== Material for this exercise
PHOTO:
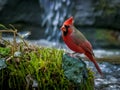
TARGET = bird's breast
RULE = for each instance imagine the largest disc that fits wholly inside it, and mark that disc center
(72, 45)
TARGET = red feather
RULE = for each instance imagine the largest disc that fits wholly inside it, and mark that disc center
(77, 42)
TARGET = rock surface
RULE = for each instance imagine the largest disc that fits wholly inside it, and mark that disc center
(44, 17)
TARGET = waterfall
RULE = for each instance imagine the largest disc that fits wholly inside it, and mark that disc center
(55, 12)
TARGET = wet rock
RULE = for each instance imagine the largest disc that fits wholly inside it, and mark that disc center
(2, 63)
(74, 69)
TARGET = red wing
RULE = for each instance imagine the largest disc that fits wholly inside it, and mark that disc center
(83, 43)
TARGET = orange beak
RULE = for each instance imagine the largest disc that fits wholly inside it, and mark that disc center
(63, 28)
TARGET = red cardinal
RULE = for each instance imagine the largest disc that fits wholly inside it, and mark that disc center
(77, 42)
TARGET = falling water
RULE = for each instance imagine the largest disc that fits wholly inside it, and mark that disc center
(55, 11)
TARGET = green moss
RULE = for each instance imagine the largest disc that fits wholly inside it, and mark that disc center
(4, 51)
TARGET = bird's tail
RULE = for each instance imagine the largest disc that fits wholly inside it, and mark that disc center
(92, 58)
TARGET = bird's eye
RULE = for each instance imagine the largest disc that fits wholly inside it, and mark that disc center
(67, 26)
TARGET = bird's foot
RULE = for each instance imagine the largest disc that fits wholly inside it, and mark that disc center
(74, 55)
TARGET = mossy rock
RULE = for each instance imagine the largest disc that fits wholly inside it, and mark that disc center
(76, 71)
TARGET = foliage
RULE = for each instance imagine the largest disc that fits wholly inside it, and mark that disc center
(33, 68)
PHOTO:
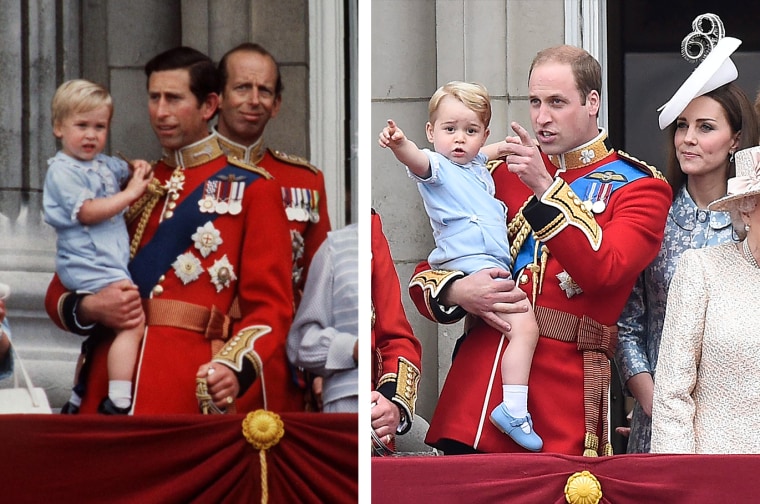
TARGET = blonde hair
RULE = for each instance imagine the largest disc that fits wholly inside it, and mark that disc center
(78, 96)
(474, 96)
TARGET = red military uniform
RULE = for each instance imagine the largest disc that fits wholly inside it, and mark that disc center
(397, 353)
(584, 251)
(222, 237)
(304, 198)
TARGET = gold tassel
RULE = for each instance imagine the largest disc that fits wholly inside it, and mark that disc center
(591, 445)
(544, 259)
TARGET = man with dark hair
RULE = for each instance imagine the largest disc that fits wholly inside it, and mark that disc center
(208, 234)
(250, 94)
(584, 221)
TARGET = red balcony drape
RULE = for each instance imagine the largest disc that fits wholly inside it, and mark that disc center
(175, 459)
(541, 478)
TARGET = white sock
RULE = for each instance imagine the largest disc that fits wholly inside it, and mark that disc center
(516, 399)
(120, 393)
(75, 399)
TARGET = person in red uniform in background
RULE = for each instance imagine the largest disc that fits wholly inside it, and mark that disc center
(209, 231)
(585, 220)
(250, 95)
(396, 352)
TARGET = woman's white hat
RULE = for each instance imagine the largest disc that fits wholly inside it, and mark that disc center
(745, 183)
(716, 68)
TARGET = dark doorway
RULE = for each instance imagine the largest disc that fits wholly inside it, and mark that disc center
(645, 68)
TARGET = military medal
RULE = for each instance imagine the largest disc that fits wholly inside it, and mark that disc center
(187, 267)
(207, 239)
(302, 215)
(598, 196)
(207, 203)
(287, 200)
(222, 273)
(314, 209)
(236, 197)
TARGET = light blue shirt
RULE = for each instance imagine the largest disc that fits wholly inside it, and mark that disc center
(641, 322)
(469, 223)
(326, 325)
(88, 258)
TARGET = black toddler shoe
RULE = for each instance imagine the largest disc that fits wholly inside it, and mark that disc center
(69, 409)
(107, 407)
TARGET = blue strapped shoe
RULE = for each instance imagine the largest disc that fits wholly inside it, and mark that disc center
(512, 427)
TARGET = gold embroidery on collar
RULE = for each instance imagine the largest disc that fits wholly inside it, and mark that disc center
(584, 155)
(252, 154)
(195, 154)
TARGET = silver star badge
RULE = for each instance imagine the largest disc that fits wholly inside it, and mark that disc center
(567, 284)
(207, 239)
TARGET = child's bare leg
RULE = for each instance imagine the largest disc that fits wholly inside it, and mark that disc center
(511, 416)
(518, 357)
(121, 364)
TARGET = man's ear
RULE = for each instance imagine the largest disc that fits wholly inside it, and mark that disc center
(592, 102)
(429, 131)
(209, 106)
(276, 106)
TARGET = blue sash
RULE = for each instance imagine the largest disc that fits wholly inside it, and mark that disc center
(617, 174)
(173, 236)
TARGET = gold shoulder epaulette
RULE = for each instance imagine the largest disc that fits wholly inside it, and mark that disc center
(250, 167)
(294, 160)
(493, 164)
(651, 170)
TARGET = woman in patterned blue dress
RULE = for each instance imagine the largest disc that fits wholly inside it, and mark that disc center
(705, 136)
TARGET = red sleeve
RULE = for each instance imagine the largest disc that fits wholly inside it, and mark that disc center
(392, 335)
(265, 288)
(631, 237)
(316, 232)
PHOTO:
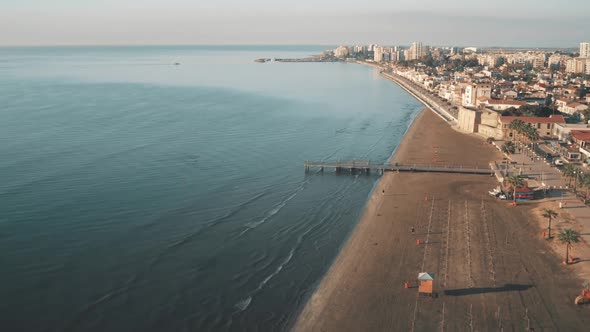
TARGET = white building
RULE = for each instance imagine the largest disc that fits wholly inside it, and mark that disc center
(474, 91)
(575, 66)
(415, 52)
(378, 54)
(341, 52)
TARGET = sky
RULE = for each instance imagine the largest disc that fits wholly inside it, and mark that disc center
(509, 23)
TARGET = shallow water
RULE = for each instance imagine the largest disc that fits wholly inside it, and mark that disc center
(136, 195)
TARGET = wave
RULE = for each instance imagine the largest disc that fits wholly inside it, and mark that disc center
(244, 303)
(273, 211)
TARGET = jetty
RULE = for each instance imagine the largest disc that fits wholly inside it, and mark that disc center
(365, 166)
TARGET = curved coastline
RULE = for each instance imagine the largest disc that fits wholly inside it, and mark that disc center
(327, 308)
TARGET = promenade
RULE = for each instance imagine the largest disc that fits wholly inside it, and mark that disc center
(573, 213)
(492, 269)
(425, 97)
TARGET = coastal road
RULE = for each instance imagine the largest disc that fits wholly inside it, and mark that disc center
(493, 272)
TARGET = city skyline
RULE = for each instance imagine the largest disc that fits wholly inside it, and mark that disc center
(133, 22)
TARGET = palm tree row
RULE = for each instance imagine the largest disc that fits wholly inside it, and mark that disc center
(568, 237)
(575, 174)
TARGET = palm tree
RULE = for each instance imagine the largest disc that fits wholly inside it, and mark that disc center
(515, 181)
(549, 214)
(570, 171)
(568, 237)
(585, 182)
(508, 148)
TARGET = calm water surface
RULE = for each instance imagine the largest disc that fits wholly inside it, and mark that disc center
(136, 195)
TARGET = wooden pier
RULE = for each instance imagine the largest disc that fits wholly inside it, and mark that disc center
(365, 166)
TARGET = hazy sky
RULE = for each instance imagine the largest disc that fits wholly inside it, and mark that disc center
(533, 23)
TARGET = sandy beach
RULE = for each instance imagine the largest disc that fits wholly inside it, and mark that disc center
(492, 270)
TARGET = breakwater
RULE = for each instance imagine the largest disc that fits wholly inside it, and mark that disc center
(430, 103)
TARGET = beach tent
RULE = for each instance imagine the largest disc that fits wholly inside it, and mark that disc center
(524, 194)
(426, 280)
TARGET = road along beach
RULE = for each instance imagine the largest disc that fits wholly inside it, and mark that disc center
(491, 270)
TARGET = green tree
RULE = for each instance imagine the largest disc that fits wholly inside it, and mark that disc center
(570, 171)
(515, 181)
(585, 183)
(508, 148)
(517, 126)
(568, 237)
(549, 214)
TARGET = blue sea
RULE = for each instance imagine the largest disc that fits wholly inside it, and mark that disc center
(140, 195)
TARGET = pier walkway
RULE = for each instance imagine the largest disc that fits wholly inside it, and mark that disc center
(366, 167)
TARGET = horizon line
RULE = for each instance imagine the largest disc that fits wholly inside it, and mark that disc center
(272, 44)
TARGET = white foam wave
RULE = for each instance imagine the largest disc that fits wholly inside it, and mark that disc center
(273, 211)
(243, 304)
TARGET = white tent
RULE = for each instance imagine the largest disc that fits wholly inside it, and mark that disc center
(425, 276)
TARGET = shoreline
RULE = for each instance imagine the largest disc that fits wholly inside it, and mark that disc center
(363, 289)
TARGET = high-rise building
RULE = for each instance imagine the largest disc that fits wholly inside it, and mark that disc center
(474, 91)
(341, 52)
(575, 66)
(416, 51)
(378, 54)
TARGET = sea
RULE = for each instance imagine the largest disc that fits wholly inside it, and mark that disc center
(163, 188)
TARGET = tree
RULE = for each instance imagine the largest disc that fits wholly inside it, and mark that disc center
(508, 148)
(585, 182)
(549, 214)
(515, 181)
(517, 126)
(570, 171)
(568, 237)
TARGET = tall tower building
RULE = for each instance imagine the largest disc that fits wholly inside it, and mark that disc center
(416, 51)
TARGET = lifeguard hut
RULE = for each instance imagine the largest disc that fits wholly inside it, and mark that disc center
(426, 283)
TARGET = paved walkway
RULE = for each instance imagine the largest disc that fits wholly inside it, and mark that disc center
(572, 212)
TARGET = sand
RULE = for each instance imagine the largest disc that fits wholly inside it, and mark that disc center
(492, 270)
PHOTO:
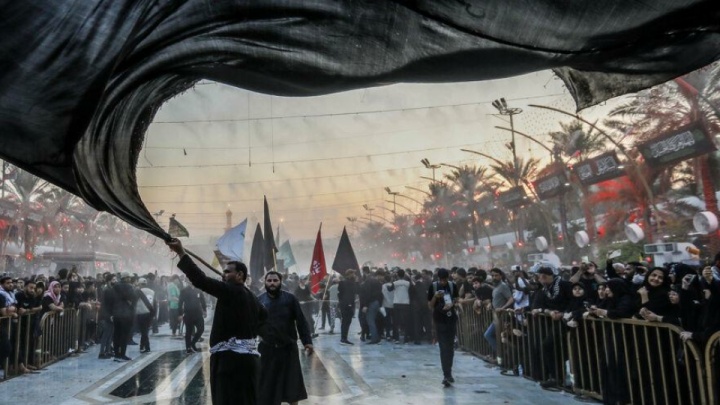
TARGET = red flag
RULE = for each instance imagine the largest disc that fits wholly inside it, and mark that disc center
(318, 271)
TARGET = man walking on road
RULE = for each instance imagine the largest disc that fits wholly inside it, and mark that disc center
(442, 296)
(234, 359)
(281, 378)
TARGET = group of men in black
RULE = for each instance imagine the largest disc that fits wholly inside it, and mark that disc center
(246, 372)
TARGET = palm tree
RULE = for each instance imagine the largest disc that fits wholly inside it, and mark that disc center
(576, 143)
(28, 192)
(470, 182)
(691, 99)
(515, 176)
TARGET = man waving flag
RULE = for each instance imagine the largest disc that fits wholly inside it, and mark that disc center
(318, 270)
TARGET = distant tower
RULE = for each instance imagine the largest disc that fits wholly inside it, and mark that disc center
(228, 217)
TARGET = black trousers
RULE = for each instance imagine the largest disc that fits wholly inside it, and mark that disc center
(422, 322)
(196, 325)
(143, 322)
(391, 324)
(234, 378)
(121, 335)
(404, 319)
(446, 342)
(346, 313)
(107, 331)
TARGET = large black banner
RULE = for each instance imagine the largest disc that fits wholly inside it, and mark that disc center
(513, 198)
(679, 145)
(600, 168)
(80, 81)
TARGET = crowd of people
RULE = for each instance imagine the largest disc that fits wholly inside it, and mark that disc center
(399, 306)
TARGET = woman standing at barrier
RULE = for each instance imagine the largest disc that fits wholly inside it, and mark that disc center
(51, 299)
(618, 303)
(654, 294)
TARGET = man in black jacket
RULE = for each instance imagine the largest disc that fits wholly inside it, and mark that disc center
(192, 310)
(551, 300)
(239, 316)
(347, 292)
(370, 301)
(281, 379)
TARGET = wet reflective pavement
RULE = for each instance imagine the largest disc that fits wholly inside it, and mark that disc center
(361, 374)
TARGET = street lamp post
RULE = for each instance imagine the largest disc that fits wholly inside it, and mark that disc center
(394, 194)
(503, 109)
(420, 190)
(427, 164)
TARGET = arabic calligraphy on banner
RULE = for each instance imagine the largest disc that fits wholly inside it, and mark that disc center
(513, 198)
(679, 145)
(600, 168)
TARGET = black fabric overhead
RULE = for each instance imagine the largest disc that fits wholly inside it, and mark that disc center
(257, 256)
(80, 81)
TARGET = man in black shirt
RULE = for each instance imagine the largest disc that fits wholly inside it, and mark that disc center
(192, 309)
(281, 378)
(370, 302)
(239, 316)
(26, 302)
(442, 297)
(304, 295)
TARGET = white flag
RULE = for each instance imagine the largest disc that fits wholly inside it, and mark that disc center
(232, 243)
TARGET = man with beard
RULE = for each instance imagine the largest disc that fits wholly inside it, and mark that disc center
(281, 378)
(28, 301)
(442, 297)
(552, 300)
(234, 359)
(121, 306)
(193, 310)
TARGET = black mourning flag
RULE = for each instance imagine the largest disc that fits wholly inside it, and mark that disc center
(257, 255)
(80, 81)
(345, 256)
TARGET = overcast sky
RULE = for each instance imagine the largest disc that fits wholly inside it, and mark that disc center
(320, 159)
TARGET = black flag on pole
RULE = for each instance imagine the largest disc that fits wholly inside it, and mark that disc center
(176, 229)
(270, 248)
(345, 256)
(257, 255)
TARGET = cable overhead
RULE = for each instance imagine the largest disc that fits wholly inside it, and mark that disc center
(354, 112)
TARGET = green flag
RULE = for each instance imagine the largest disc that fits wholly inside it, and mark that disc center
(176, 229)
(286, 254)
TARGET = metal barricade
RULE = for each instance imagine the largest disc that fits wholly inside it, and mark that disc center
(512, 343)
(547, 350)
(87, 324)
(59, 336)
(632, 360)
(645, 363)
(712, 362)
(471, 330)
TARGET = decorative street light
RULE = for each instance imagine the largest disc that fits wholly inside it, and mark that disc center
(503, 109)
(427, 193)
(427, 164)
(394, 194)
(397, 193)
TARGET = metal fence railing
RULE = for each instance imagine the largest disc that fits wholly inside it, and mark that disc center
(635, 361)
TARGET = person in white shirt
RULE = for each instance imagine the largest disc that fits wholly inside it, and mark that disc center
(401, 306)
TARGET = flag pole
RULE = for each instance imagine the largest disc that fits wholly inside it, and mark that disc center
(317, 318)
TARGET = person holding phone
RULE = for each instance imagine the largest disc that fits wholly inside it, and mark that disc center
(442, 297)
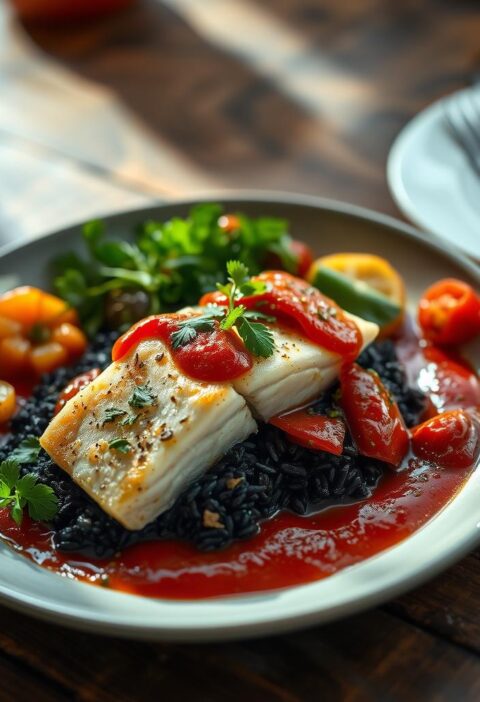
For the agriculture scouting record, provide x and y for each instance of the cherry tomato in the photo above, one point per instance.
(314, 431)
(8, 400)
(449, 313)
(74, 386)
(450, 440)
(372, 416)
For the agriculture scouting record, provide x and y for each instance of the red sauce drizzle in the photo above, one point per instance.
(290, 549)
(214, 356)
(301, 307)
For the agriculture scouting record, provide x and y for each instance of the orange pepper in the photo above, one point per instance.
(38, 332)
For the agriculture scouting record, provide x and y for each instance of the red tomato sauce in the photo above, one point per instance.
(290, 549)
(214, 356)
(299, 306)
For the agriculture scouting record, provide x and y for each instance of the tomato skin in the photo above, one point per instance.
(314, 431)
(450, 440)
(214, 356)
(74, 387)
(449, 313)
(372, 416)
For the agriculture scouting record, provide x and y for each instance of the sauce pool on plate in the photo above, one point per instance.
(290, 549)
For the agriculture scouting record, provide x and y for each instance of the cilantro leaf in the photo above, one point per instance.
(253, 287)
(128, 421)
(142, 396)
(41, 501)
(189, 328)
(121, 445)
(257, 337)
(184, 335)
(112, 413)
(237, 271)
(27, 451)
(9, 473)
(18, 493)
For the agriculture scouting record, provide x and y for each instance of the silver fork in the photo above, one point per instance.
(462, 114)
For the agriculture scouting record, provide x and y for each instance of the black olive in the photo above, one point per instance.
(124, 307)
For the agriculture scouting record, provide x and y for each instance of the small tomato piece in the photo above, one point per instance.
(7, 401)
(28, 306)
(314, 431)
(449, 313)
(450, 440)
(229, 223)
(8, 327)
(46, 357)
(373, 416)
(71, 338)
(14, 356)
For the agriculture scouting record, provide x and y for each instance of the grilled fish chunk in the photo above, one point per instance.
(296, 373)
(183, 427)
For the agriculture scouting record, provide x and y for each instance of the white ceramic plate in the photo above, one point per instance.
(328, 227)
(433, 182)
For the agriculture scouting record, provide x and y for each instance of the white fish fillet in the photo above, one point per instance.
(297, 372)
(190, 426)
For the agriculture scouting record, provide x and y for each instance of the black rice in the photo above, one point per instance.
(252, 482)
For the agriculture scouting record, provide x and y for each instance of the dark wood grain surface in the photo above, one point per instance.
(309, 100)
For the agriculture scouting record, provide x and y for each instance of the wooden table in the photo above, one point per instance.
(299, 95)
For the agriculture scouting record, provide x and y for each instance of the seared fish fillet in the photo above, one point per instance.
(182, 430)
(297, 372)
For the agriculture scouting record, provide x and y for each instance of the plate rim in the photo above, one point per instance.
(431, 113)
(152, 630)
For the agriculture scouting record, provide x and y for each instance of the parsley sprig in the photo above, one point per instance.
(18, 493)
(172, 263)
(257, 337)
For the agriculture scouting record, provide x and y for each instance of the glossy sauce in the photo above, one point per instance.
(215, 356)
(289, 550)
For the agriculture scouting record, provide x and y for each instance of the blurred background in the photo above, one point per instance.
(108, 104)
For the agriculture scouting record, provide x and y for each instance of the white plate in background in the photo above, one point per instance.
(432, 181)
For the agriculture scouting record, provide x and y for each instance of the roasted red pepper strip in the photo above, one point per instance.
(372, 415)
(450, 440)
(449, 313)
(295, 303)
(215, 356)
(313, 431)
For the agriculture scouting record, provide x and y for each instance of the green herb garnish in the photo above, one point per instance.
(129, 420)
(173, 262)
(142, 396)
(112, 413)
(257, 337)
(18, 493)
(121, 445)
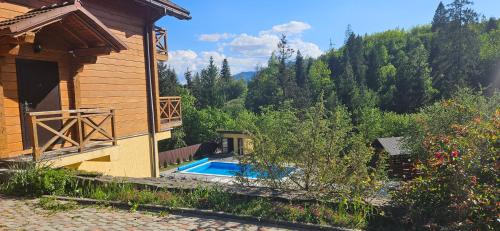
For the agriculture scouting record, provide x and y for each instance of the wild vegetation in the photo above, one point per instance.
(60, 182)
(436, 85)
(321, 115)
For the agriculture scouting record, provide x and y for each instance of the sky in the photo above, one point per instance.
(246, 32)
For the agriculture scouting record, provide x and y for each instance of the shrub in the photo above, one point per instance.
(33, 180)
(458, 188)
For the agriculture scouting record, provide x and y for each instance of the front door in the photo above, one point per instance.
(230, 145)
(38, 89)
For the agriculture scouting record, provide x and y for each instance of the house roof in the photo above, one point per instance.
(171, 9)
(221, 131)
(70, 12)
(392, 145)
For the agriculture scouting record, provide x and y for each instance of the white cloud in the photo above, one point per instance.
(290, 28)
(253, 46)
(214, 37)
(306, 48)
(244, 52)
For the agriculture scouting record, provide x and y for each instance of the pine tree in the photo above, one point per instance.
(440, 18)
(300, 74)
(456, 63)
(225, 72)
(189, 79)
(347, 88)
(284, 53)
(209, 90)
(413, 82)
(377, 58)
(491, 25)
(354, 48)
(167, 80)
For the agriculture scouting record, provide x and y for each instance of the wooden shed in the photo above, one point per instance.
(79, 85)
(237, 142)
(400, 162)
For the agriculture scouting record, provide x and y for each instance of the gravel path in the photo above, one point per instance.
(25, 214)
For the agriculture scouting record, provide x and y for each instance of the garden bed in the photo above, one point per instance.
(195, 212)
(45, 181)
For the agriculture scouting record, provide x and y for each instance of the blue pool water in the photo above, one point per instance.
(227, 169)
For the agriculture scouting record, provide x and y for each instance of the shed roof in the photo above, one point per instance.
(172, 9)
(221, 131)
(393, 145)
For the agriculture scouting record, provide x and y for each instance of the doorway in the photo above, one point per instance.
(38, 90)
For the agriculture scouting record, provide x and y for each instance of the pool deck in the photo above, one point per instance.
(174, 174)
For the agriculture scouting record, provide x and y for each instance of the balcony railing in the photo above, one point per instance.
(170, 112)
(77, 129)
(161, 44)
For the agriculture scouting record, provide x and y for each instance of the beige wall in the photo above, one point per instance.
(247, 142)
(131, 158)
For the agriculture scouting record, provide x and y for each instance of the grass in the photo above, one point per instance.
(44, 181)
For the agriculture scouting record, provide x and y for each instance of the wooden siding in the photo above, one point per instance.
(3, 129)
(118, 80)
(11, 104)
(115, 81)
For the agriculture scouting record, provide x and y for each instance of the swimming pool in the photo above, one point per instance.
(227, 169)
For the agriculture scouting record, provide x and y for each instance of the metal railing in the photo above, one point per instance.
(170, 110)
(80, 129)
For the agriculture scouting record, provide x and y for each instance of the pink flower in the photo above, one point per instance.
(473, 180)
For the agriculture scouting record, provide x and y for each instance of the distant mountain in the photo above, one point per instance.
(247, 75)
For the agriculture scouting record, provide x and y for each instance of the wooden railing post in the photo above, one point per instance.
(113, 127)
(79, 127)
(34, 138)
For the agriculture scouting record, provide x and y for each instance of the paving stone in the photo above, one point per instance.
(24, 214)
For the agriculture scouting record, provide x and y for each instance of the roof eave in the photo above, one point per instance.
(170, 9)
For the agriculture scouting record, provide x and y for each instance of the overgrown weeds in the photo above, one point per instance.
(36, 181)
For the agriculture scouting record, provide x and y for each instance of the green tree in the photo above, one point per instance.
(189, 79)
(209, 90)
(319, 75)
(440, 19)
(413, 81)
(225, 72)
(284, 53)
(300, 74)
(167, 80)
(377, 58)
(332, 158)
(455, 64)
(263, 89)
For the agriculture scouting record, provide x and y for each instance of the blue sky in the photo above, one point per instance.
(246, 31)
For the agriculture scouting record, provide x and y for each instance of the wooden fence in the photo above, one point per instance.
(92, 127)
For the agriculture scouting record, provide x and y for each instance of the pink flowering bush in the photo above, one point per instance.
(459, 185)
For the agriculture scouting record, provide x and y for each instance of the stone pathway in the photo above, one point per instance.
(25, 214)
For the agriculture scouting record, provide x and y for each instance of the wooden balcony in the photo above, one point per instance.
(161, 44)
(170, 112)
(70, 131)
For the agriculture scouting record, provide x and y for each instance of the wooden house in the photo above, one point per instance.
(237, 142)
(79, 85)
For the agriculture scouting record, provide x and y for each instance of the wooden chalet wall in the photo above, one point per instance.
====
■ **Task to carry out**
Give back, exactly as written, the lines from the top of the material above to the line containing "TARGET = waterfall", both included; skip every picture.

■ **Answer for the task**
PHOTO:
TARGET = bird's breast
RULE = for each instance imagine the largest disc that fits wholly inside it, and mark that disc center
(72, 45)
TARGET = red feather
RULE = for each instance imagine the largest disc that fits wholly inside it, and mark that disc center
(77, 42)
TARGET = rock surface
RULE = for each instance imagine the largest disc that fits wholly inside it, and mark that disc center
(44, 17)
TARGET = waterfall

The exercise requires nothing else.